[Begin Supplied data]

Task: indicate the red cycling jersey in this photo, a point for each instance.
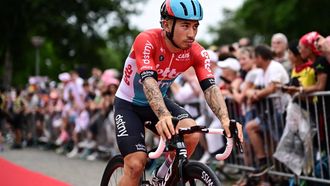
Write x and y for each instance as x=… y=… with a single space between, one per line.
x=150 y=53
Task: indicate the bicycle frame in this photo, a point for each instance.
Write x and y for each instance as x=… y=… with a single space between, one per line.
x=177 y=143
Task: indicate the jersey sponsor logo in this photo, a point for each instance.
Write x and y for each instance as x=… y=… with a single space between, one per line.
x=147 y=73
x=121 y=128
x=207 y=179
x=146 y=52
x=127 y=74
x=166 y=73
x=183 y=57
x=207 y=61
x=161 y=58
x=140 y=147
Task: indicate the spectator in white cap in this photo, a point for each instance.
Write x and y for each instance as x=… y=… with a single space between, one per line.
x=214 y=58
x=279 y=46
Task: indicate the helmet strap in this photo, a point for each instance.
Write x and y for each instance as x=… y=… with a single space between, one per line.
x=170 y=35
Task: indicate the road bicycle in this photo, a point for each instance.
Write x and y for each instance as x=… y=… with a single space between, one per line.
x=182 y=171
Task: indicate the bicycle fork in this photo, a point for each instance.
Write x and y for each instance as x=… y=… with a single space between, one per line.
x=175 y=172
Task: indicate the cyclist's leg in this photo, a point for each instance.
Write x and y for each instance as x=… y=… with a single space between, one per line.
x=130 y=139
x=186 y=120
x=133 y=168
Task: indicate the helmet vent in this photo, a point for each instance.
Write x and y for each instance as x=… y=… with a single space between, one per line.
x=194 y=7
x=184 y=9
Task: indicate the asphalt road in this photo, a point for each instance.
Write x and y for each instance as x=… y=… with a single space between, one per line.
x=74 y=171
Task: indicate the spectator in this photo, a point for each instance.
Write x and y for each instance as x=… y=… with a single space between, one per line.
x=323 y=45
x=230 y=75
x=321 y=66
x=17 y=117
x=244 y=42
x=246 y=59
x=279 y=46
x=298 y=131
x=273 y=74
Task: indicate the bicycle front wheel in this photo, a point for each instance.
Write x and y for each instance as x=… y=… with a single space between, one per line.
x=196 y=173
x=113 y=171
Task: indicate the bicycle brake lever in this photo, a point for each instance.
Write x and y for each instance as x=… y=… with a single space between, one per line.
x=234 y=133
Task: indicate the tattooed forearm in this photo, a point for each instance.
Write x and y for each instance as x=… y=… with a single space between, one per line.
x=155 y=97
x=217 y=103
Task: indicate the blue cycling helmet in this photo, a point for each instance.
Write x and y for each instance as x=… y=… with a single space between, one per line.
x=182 y=9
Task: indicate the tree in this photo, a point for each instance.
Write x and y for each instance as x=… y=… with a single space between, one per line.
x=264 y=18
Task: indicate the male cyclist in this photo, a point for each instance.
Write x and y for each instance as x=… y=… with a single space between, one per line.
x=157 y=57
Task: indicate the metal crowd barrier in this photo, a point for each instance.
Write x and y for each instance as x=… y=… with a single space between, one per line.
x=317 y=106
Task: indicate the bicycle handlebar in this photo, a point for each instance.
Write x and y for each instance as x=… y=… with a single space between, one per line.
x=223 y=156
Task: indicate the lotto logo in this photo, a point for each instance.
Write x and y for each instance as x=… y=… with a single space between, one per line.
x=127 y=74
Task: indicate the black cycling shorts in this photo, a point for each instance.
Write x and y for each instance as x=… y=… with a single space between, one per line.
x=130 y=122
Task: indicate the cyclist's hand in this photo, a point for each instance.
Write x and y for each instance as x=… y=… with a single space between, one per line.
x=226 y=127
x=165 y=127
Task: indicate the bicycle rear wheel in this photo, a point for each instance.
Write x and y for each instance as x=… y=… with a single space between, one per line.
x=113 y=171
x=196 y=173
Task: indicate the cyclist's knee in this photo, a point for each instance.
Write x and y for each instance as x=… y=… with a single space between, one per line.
x=134 y=164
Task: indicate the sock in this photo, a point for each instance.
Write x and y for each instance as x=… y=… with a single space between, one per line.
x=164 y=167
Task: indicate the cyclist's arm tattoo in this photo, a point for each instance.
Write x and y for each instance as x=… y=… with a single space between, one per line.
x=217 y=103
x=155 y=97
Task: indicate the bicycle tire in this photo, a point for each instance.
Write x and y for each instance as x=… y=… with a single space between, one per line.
x=196 y=173
x=113 y=171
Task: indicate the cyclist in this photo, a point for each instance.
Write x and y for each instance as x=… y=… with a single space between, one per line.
x=157 y=57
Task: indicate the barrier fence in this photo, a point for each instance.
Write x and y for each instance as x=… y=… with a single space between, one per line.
x=296 y=138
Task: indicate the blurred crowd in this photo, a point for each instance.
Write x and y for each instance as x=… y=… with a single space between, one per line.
x=74 y=115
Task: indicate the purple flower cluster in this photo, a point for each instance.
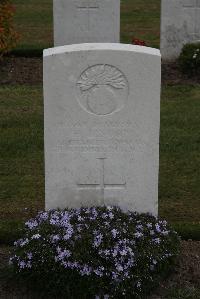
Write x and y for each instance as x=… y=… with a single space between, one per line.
x=102 y=243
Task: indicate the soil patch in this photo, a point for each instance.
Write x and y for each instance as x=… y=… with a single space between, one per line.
x=186 y=274
x=22 y=70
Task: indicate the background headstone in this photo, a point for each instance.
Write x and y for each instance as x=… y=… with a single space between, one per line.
x=102 y=108
x=180 y=24
x=86 y=21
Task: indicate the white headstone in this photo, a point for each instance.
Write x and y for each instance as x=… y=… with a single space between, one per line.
x=102 y=108
x=180 y=24
x=86 y=21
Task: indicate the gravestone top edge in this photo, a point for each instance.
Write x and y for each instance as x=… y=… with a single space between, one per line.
x=101 y=46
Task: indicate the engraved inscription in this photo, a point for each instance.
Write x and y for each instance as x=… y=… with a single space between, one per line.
x=102 y=186
x=102 y=89
x=88 y=7
x=192 y=11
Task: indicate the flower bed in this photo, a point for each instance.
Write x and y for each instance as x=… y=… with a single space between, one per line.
x=95 y=252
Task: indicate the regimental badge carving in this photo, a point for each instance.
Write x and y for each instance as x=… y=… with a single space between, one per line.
x=102 y=89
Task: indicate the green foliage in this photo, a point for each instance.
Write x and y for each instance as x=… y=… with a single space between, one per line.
x=188 y=231
x=8 y=36
x=189 y=59
x=95 y=253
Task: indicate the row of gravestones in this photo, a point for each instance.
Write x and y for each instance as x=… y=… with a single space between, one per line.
x=102 y=109
x=80 y=21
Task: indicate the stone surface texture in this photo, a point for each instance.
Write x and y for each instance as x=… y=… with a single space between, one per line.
x=102 y=112
x=86 y=21
x=180 y=24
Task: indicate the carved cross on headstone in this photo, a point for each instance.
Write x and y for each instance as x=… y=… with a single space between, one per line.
x=193 y=6
x=88 y=6
x=102 y=186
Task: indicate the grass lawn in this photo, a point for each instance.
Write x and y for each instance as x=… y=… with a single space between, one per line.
x=22 y=165
x=34 y=22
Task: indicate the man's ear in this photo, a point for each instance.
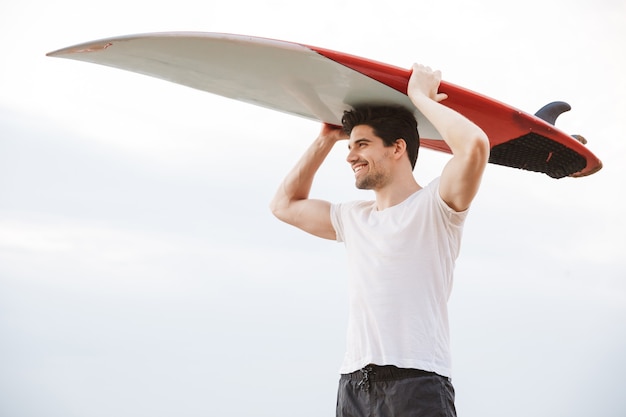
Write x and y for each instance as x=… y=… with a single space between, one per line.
x=399 y=147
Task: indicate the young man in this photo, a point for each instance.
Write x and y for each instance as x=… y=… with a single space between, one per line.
x=401 y=248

[End Supplied data]

Recast the material above as a Markdown table with the columns "Row" and "Line," one numbered row per line, skipping blank lines. Leave the pictures out of the table.

Task solution
| Row | Line |
|---|---|
| 1 | Task: indicate the red cycling jersey in this photo, a point for each instance. |
| 2 | Write x and y for each instance as x=… y=… with a single space between, one per line. |
| 3 | x=150 y=53 |
| 4 | Task: indicate the bicycle frame in this photo, a point for each instance. |
| 5 | Write x and y for each instance as x=… y=… with a single space between, one per line. |
| 6 | x=177 y=143 |
| 7 | Task: indicate the jersey sponsor logo in this photo, a point for each instance. |
| 8 | Write x and y for each instance as x=… y=… with a single space between, one per line. |
| 9 | x=147 y=73 |
| 10 | x=121 y=128 |
| 11 | x=207 y=179 |
| 12 | x=146 y=52 |
| 13 | x=127 y=74 |
| 14 | x=166 y=73 |
| 15 | x=183 y=57 |
| 16 | x=207 y=61 |
| 17 | x=161 y=58 |
| 18 | x=140 y=147 |
| 19 | Task: indicate the spectator in white cap in this photo, a point for each instance. |
| 20 | Write x and y for each instance as x=… y=… with a single space between, one per line. |
| 21 | x=214 y=58 |
| 22 | x=279 y=46 |
| 23 | Task: indicate the helmet strap in this photo, a point for each instance. |
| 24 | Write x and y for each instance as x=… y=… with a single space between, one per line. |
| 25 | x=170 y=35 |
| 26 | Task: indicate the road bicycle in this photo, a point for each instance. |
| 27 | Write x and y for each instance as x=… y=… with a single space between, one per line. |
| 28 | x=182 y=171 |
| 29 | Task: indicate the bicycle fork in this photo, a point for each instance. |
| 30 | Write x and y for each instance as x=… y=… with a single space between, one per line. |
| 31 | x=175 y=172 |
| 32 | Task: indicate the cyclist's leg in this photo, a point for each instance. |
| 33 | Write x and y for each instance as x=… y=… with a single space between, one per line. |
| 34 | x=130 y=139 |
| 35 | x=186 y=120 |
| 36 | x=133 y=168 |
| 37 | Task: indicate the helmet vent in this photo, a point for each instance. |
| 38 | Write x and y for each instance as x=… y=… with a single space between, one per line. |
| 39 | x=194 y=7 |
| 40 | x=184 y=9 |
| 41 | Task: indicate the asphalt road in this photo, a point for each instance. |
| 42 | Write x and y for each instance as x=… y=… with a single space between, one per line. |
| 43 | x=74 y=171 |
| 44 | Task: indicate the spectator in this photo, a point for each instance. |
| 45 | Write x and y for each instance as x=… y=… with a single space between, one per line. |
| 46 | x=323 y=45 |
| 47 | x=230 y=75 |
| 48 | x=321 y=66 |
| 49 | x=17 y=117 |
| 50 | x=244 y=42 |
| 51 | x=246 y=59 |
| 52 | x=279 y=46 |
| 53 | x=298 y=131 |
| 54 | x=273 y=74 |
| 55 | Task: indicate the bicycle front wheel in this photo, a point for each instance. |
| 56 | Write x and y for each instance as x=… y=… with a single space between, one per line. |
| 57 | x=196 y=173 |
| 58 | x=113 y=171 |
| 59 | Task: indicate the bicycle brake lever in this photo, a point for each instance. |
| 60 | Write x and y for each instance as x=… y=… with a single space between, one per line. |
| 61 | x=234 y=133 |
| 62 | Task: indicate the tattooed forearm in this photo, a point for each instance. |
| 63 | Write x and y for each instance as x=… y=… with a single space between, one per line. |
| 64 | x=155 y=97 |
| 65 | x=217 y=103 |
| 66 | Task: indicate the blue cycling helmet in this photo, a point for each instance. |
| 67 | Write x and y for each instance as x=… y=… with a single space between, one per line. |
| 68 | x=182 y=9 |
| 69 | Task: indicate the tree in this photo, a point for each instance. |
| 70 | Write x and y for each instance as x=… y=… with a single space between, one per line. |
| 71 | x=264 y=18 |
| 72 | Task: indicate the male cyclist in this photo, a point for each instance. |
| 73 | Write x and y for each instance as x=… y=… with a single space between, one per line. |
| 74 | x=157 y=57 |
| 75 | Task: indicate the metal crowd barrier in this photo, a point for each instance. |
| 76 | Write x and y for each instance as x=… y=… with a single space between, one per line. |
| 77 | x=317 y=106 |
| 78 | Task: indicate the bicycle handlebar in this photo, a point for each instance. |
| 79 | Write x and y for each instance as x=… y=… with a single space between, one per line. |
| 80 | x=223 y=156 |
| 81 | Task: indicate the lotto logo in this photo, a point for each instance. |
| 82 | Write x and y for each instance as x=… y=… with a single space between, one per line. |
| 83 | x=127 y=74 |
| 84 | Task: indicate the black cycling shorts in this photo, a point for each instance. |
| 85 | Write x and y for each instance as x=… y=… with a single space between, one per line. |
| 86 | x=130 y=122 |
| 87 | Task: indicate the cyclist's hand in this photo, a point for each instance. |
| 88 | Write x and y for each instance as x=… y=… with a single space between, one per line. |
| 89 | x=226 y=127 |
| 90 | x=165 y=127 |
| 91 | Task: indicate the bicycle rear wheel in this photo, a point for each instance. |
| 92 | Write x and y for each instance as x=… y=… with a single space between, one per line. |
| 93 | x=113 y=171 |
| 94 | x=196 y=173 |
| 95 | Task: indicate the cyclist's knee in this photo, a point for each instance. |
| 96 | Write x and y for each instance as x=… y=… with a single space between, one per line. |
| 97 | x=134 y=164 |
| 98 | Task: indicate the sock in this photo, a point for each instance. |
| 99 | Write x and y for each instance as x=… y=… with a single space between, one per line. |
| 100 | x=164 y=167 |
| 101 | Task: indicate the cyclist's arm tattoo in this photo, a point for each instance. |
| 102 | Write x and y for each instance as x=… y=… with a single space between, one per line. |
| 103 | x=217 y=103 |
| 104 | x=155 y=97 |
| 105 | Task: indicate the bicycle tire in this photo, a point for each instance. |
| 106 | Write x and y for each instance as x=… y=… with a single space between, one per line. |
| 107 | x=196 y=173 |
| 108 | x=113 y=171 |
| 109 | Task: indicate the cyclist in this photo, a point for each instance. |
| 110 | Write x and y for each instance as x=… y=… with a single space between, one per line. |
| 111 | x=157 y=57 |
| 112 | Task: indicate the barrier fence in this photo, a point for each instance. |
| 113 | Write x and y for each instance as x=… y=… with a single space between, one per line. |
| 114 | x=296 y=138 |
| 115 | Task: indicate the blurred crowd in this photo, a point for each instance. |
| 116 | Write x and y for each instance as x=… y=… with a single space between, one per line. |
| 117 | x=74 y=115 |
| 118 | Task: indicate the purple flower cluster in this photo, a point for each instance. |
| 119 | Write x and y for each instance as x=… y=… with a single space between, one per line. |
| 120 | x=102 y=243 |
| 121 | Task: indicate the soil patch in this photo, a point for each instance. |
| 122 | Write x and y for each instance as x=… y=… with a single space between, one per line. |
| 123 | x=186 y=274 |
| 124 | x=22 y=70 |
| 125 | Task: indicate the background headstone in this photo, a point for each instance. |
| 126 | Write x and y for each instance as x=… y=… with a single space between, one per line. |
| 127 | x=102 y=108 |
| 128 | x=180 y=24 |
| 129 | x=86 y=21 |
| 130 | Task: indicate the white headstone in this photo, a point for each instance. |
| 131 | Write x and y for each instance as x=… y=… with a single space between, one per line. |
| 132 | x=102 y=108 |
| 133 | x=180 y=24 |
| 134 | x=86 y=21 |
| 135 | Task: indicate the gravestone top edge in this photo, a point for each instance. |
| 136 | Write x and y for each instance as x=… y=… with a single space between, one per line. |
| 137 | x=101 y=46 |
| 138 | Task: indicate the engraved inscription in this photo, a point for each instance. |
| 139 | Write x and y for each instance as x=… y=… with a single space between, one per line. |
| 140 | x=102 y=186 |
| 141 | x=102 y=89 |
| 142 | x=88 y=7 |
| 143 | x=192 y=11 |
| 144 | Task: indicate the flower bed in this photo, a point for each instance. |
| 145 | Write x and y for each instance as x=… y=… with a single space between, one per line. |
| 146 | x=95 y=252 |
| 147 | Task: indicate the regimental badge carving in this photo, a point for each instance. |
| 148 | Write x and y for each instance as x=… y=… with a single space between, one per line. |
| 149 | x=102 y=89 |
| 150 | Task: indicate the green foliage in this photo, a point for each instance. |
| 151 | Write x and y for each instance as x=… y=… with a single space between, one per line. |
| 152 | x=188 y=231 |
| 153 | x=8 y=36 |
| 154 | x=189 y=59 |
| 155 | x=95 y=253 |
| 156 | Task: indicate the row of gravestones in this photo, a point for each instance. |
| 157 | Write x and y for each instance as x=… y=… with a single space between, one per line. |
| 158 | x=102 y=109 |
| 159 | x=80 y=21 |
| 160 | Task: indicate the stone surface texture in this photo, a point for each instance. |
| 161 | Write x and y for each instance as x=… y=… with a single space between, one per line. |
| 162 | x=102 y=112 |
| 163 | x=86 y=21 |
| 164 | x=180 y=24 |
| 165 | Task: indicate the carved cross on headstone in this photo, a point for each instance. |
| 166 | Write x and y for each instance as x=… y=… with a single space between, one per line. |
| 167 | x=193 y=6 |
| 168 | x=88 y=6 |
| 169 | x=102 y=186 |
| 170 | Task: indicate the grass lawn in this photo, a point for each instance. |
| 171 | Write x and y for each instance as x=… y=… with a single space between, one per line. |
| 172 | x=22 y=165 |
| 173 | x=34 y=22 |
| 174 | Task: indicate the man's ear in this photo, a point for each instance. |
| 175 | Write x and y for each instance as x=… y=… with a single space between, one per line. |
| 176 | x=399 y=147 |
| 177 | Task: indicate the young man in this photo, a point for each instance. |
| 178 | Write x and y for each instance as x=… y=… with a single space between, one per line. |
| 179 | x=401 y=248 |